[Dataset records about object locations]
↓↓↓
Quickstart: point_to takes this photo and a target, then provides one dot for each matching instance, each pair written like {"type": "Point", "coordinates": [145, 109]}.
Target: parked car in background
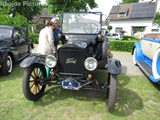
{"type": "Point", "coordinates": [146, 54]}
{"type": "Point", "coordinates": [114, 36]}
{"type": "Point", "coordinates": [14, 46]}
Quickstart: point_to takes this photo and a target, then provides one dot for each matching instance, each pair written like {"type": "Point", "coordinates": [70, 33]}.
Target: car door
{"type": "Point", "coordinates": [23, 43]}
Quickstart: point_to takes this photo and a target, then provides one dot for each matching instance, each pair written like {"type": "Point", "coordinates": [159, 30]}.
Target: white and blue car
{"type": "Point", "coordinates": [146, 54]}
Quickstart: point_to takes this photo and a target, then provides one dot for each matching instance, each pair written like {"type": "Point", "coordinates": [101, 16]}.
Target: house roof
{"type": "Point", "coordinates": [133, 10]}
{"type": "Point", "coordinates": [44, 14]}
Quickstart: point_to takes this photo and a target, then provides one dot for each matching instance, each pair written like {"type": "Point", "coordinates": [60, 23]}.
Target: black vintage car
{"type": "Point", "coordinates": [14, 46]}
{"type": "Point", "coordinates": [86, 50]}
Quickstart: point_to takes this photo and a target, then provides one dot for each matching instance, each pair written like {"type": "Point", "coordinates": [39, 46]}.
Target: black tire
{"type": "Point", "coordinates": [111, 91]}
{"type": "Point", "coordinates": [7, 65]}
{"type": "Point", "coordinates": [32, 89]}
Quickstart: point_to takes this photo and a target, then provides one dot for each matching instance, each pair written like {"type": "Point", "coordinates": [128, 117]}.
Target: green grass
{"type": "Point", "coordinates": [137, 99]}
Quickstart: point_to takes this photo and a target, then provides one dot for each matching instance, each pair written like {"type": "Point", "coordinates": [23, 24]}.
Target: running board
{"type": "Point", "coordinates": [145, 67]}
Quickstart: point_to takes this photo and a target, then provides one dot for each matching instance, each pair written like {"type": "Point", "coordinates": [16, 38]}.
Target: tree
{"type": "Point", "coordinates": [19, 20]}
{"type": "Point", "coordinates": [157, 18]}
{"type": "Point", "coordinates": [60, 6]}
{"type": "Point", "coordinates": [129, 1]}
{"type": "Point", "coordinates": [109, 28]}
{"type": "Point", "coordinates": [28, 9]}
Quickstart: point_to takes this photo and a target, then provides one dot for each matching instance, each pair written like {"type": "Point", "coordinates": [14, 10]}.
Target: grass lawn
{"type": "Point", "coordinates": [137, 99]}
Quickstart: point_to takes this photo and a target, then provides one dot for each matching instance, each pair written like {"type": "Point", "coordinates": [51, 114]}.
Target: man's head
{"type": "Point", "coordinates": [55, 21]}
{"type": "Point", "coordinates": [51, 25]}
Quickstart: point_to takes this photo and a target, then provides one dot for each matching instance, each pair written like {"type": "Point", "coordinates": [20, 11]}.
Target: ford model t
{"type": "Point", "coordinates": [85, 50]}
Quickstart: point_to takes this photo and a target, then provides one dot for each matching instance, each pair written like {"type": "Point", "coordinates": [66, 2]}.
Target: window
{"type": "Point", "coordinates": [17, 33]}
{"type": "Point", "coordinates": [122, 15]}
{"type": "Point", "coordinates": [117, 30]}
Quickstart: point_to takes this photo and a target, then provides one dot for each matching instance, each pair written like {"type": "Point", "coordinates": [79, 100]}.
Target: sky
{"type": "Point", "coordinates": [104, 6]}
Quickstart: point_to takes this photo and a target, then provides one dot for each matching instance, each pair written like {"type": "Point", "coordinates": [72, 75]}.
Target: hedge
{"type": "Point", "coordinates": [115, 45]}
{"type": "Point", "coordinates": [121, 45]}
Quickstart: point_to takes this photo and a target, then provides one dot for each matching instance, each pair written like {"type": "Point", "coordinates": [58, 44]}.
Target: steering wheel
{"type": "Point", "coordinates": [90, 28]}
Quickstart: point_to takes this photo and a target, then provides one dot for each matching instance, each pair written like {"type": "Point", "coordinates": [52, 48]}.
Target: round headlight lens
{"type": "Point", "coordinates": [90, 63]}
{"type": "Point", "coordinates": [50, 61]}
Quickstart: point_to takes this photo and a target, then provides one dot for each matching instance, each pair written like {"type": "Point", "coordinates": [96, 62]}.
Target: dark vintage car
{"type": "Point", "coordinates": [14, 46]}
{"type": "Point", "coordinates": [146, 55]}
{"type": "Point", "coordinates": [86, 50]}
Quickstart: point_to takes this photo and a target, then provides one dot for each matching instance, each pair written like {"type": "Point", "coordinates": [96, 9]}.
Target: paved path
{"type": "Point", "coordinates": [126, 60]}
{"type": "Point", "coordinates": [127, 63]}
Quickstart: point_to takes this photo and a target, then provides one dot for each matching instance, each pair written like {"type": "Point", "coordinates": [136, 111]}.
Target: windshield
{"type": "Point", "coordinates": [86, 23]}
{"type": "Point", "coordinates": [5, 33]}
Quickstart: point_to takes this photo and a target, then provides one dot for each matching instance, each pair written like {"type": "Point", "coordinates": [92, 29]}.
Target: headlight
{"type": "Point", "coordinates": [90, 63]}
{"type": "Point", "coordinates": [50, 61]}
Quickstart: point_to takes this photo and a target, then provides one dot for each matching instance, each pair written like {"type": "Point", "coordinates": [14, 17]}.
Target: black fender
{"type": "Point", "coordinates": [32, 59]}
{"type": "Point", "coordinates": [114, 66]}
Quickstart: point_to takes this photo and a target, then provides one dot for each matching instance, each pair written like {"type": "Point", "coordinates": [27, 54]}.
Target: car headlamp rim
↑↑↑
## What you should do:
Images in the data above are to be skipped. Retype all other material exactly.

## Response below:
Quickstart: point_to takes this photo and a target, then provides one dot for each matching instance, each pair written like {"type": "Point", "coordinates": [145, 109]}.
Target: parked car in background
{"type": "Point", "coordinates": [146, 54]}
{"type": "Point", "coordinates": [114, 36]}
{"type": "Point", "coordinates": [14, 46]}
Quickstart: point_to takes this photo and a target, then provides one dot for each matching instance, each pair written like {"type": "Point", "coordinates": [70, 33]}.
Target: car door
{"type": "Point", "coordinates": [23, 43]}
Quickstart: point_to takes this photo and a target, then provides one dot for each matching instance, each pair written like {"type": "Point", "coordinates": [159, 30]}.
Target: white and blue car
{"type": "Point", "coordinates": [146, 54]}
Quickstart: point_to takes this photo and a target, then provides one dot for each matching instance, each pair written like {"type": "Point", "coordinates": [101, 16]}.
Target: house roof
{"type": "Point", "coordinates": [133, 10]}
{"type": "Point", "coordinates": [44, 14]}
Quickstart: point_to takes this photo and a target, then provides one dot for each matching instance, each pair written like {"type": "Point", "coordinates": [60, 23]}.
Target: black vintage car
{"type": "Point", "coordinates": [14, 46]}
{"type": "Point", "coordinates": [86, 50]}
Quickstart: point_to takes this photo and a target, then provides one dot for each matching instance, each pair written like {"type": "Point", "coordinates": [39, 46]}.
Target: black tire
{"type": "Point", "coordinates": [111, 91]}
{"type": "Point", "coordinates": [7, 65]}
{"type": "Point", "coordinates": [32, 89]}
Quickstart: point_to takes this photo and a target, then provides one dot for each matching instance, each pair written like {"type": "Point", "coordinates": [128, 117]}.
Target: green grass
{"type": "Point", "coordinates": [137, 99]}
Quickstart: point_to takes this photo and a target, then provides one dot for each matching instance, each pair written like {"type": "Point", "coordinates": [23, 24]}.
Target: running board
{"type": "Point", "coordinates": [145, 67]}
Quickstart: point_to takes this photo and a target, then provides one dot for each matching instance, each pair written like {"type": "Point", "coordinates": [16, 38]}.
Target: tree
{"type": "Point", "coordinates": [19, 20]}
{"type": "Point", "coordinates": [157, 18]}
{"type": "Point", "coordinates": [60, 6]}
{"type": "Point", "coordinates": [129, 1]}
{"type": "Point", "coordinates": [109, 28]}
{"type": "Point", "coordinates": [28, 9]}
Quickstart: point_to takes this photo and a target, then provides one dot for each matching instance, each pair written like {"type": "Point", "coordinates": [14, 10]}.
Target: grass lawn
{"type": "Point", "coordinates": [137, 99]}
Quickstart: point_to takes this photo and a target, then provides one dot for each matching instance, each pair written like {"type": "Point", "coordinates": [51, 114]}.
Target: man's head
{"type": "Point", "coordinates": [55, 21]}
{"type": "Point", "coordinates": [51, 25]}
Quickstart: point_to takes this photo and a target, then provides one dot for each matching instance, each pair written like {"type": "Point", "coordinates": [20, 11]}.
Target: ford model t
{"type": "Point", "coordinates": [85, 50]}
Quickstart: point_to takes this photo and a target, then provides one dot for each matching instance, each pair written like {"type": "Point", "coordinates": [66, 2]}.
Target: window
{"type": "Point", "coordinates": [17, 33]}
{"type": "Point", "coordinates": [122, 15]}
{"type": "Point", "coordinates": [117, 30]}
Quickstart: point_to takes this photo and a target, then provides one dot for each matching instance, each pair written like {"type": "Point", "coordinates": [79, 100]}.
Target: sky
{"type": "Point", "coordinates": [104, 6]}
Quickstart: point_to takes this photo and a target, then provides one dot for each matching instance, each pair written like {"type": "Point", "coordinates": [72, 75]}.
Target: hedge
{"type": "Point", "coordinates": [115, 45]}
{"type": "Point", "coordinates": [121, 45]}
Quickstart: point_to takes this photo and a target, then provides one dot for each matching instance, each pair written like {"type": "Point", "coordinates": [58, 44]}.
Target: steering wheel
{"type": "Point", "coordinates": [90, 28]}
Quickstart: point_to takes this photo and a target, then provides one dot for each matching instance, each pair written like {"type": "Point", "coordinates": [52, 48]}.
Target: round headlight lens
{"type": "Point", "coordinates": [90, 63]}
{"type": "Point", "coordinates": [50, 61]}
Quickstart: point_to takes this photo and a target, then provides one dot for each matching instance, each pair written like {"type": "Point", "coordinates": [96, 62]}.
Target: dark vintage car
{"type": "Point", "coordinates": [14, 46]}
{"type": "Point", "coordinates": [146, 55]}
{"type": "Point", "coordinates": [86, 50]}
Quickstart: point_to takes this photo and a target, then provides one dot for each matching instance, each pair written like {"type": "Point", "coordinates": [96, 9]}.
Target: paved path
{"type": "Point", "coordinates": [126, 60]}
{"type": "Point", "coordinates": [127, 63]}
Quickstart: point_to takes this photo and a target, then provides one dot for each matching instance, each pair written like {"type": "Point", "coordinates": [136, 111]}.
Target: windshield
{"type": "Point", "coordinates": [86, 23]}
{"type": "Point", "coordinates": [5, 33]}
Quickstart: point_to takes this photo and a target, then provides one dot for each matching instance, each pair written like {"type": "Point", "coordinates": [92, 29]}.
Target: headlight
{"type": "Point", "coordinates": [90, 63]}
{"type": "Point", "coordinates": [50, 61]}
Quickstart: point_to takes this photo and a target, then provides one dot for each matching instance, each pair written like {"type": "Point", "coordinates": [14, 17]}.
Target: black fender
{"type": "Point", "coordinates": [32, 59]}
{"type": "Point", "coordinates": [114, 66]}
Quickstart: point_to takes this photo and a target, then provides one dot for each matching instance, each pair written like {"type": "Point", "coordinates": [27, 54]}.
Target: car headlamp rim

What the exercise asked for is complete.